Summer Lacrosse Camps Near Boulder: 2026 Guide
School's out, the spring CHSAA season is over, and your player still wants to pick up a stick three times a week. Summer is when Boulder County's lacrosse families start hunting for camps — and the search window is short, because the good ones fill up fast. This guide walks through the kinds of camps available near Boulder in 2026, what they cost, how to choose, and where to find current listings without chasing dead links.
Day Camps vs. Overnight Camps
The first decision is format, and it usually comes down to your player's age and how far you want to send them.
Day camps run for a week at a time, typically a few hours each morning or a full day, at a local field or rec center. The player comes home every night. This is the default for younger kids — most U9 through U13 players do day camps — and it's the lower-cost, lower-commitment option. Day camps are also the easiest to fit around a summer of swim lessons, family trips, and other activities.
Overnight (residential) camps are usually hosted on a college campus and run several days to a week, with players living in dorms. These are aimed at older, more committed players — typically middle school through high school — who want intensive coaching, college exposure, and the independence of being away from home. Residential camps cost more and ask more, but for a high schooler thinking seriously about playing in college, the campus setting and coaching access can be worth it.
A useful middle ground is the college-hosted day camp: a clinic run by a college program's coaches that your player commutes to. The Boulder Lacrosse club, for example, has run summer camps in partnership with University of Colorado coaching staff — a chance to train under college-level coaches while still sleeping at home. Watch the club's site for current-year dates.
Age and Level Breakdown
Camps are almost always organized by age band, and matching your player to the right one matters more than the brand name on the t-shirt:
- U9 (ages 6–8): Introductory camps focused on fun, basic stick skills, and learning the rules. Half-day formats are common. The goal is to fall in love with the game, not to drill.
- U11 (ages 9–10): Skill-building camps — cradling, passing, catching with both hands, and small-sided games. Full-day day camps appear at this level.
- U13 (ages 11–12): More structured camps with position work, transition concepts, and competitive scrimmaging. Players start specializing by position.
- High school (ages 14–18): Competitive day camps, prospect/recruiting camps, and residential college camps. This is where overnight options and college exposure become relevant.
Girls and boys camps run on parallel tracks, since the two games differ in rules and equipment. Boulder Girls Lacrosse is the local starting point for girls' summer programming in Boulder County.

Records from a data source
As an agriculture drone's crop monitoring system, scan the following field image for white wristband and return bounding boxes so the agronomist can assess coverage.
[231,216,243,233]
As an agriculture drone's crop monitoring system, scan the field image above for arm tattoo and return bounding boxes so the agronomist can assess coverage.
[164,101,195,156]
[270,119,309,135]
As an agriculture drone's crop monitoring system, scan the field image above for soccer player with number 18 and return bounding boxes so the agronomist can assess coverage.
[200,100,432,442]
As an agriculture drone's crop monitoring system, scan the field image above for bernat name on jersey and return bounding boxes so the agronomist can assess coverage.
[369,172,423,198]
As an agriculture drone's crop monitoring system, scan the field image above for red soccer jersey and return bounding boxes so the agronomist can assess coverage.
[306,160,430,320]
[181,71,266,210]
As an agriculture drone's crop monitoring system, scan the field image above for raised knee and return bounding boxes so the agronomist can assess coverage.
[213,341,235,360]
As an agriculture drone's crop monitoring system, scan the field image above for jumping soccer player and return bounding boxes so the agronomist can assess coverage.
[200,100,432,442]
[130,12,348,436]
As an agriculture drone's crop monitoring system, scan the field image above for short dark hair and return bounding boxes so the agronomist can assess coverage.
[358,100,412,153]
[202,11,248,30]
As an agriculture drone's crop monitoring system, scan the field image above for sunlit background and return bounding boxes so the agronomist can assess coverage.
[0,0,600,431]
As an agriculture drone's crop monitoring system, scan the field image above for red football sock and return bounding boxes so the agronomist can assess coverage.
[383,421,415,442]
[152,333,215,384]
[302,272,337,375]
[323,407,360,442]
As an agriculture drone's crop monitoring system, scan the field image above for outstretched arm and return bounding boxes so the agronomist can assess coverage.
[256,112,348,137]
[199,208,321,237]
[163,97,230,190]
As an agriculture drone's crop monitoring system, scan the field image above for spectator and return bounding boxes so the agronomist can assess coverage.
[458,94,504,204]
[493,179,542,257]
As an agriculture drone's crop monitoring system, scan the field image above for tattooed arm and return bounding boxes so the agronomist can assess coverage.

Questions:
1/ In the lacrosse camp guide, where are overnight camps usually hosted?
2/ Go on writing the guide to summer lacrosse camps near Boulder, starting after its last sentence.

Answers by task:
1/ On a college campus.

2/
What to Budget
Costs vary widely by format, length, and host, so treat these as general ranges rather than quotes — always confirm the current-year price on the camp's own registration page:
- Local day camps are the most affordable, generally running from the low-to-mid hundreds of dollars for a week.
- College-hosted day clinics typically cost a bit more, reflecting the coaching access.
- Residential/overnight camps are the most expensive, often several hundred dollars and up for a multi-day stay that includes housing and meals.
Beyond the camp fee, budget for the basics: your player needs their own gear, and most camps require a current USA Lacrosse membership for insurance and registration purposes. If your player is brand new and you haven't bought equipment yet, our beginner equipment guide breaks down what's actually required before you spend a dollar on a camp.
How to Choose the Right Camp
With several options on the table, a few questions sort the field quickly:
- What's the goal? Fun and fundamentals for a first-timer point you toward a local day camp. Recruiting exposure for a high schooler points toward a college prospect or residential camp.
- What's the coach-to-player ratio? Smaller groups mean more reps and more individual attention. A good camp will tell you the ratio if you ask.
- Who's coaching? College and experienced high school coaches bring a level of instruction that pays off. Camps run by a recognizable local program or college staff are a safe bet.
- Is it the right level? A camp that's too advanced frustrates a beginner; one that's too easy bores a committed player. Match the age band honestly.
What to Pack and Plan For
Summer in Boulder County means heat, altitude, and afternoon thunderstorms, so a little planning keeps camp week smooth:
- Sun and water: A refillable water bottle, sunscreen, and a hat for breaks are non-negotiable at altitude. Dehydration sneaks up fast on the Front Range.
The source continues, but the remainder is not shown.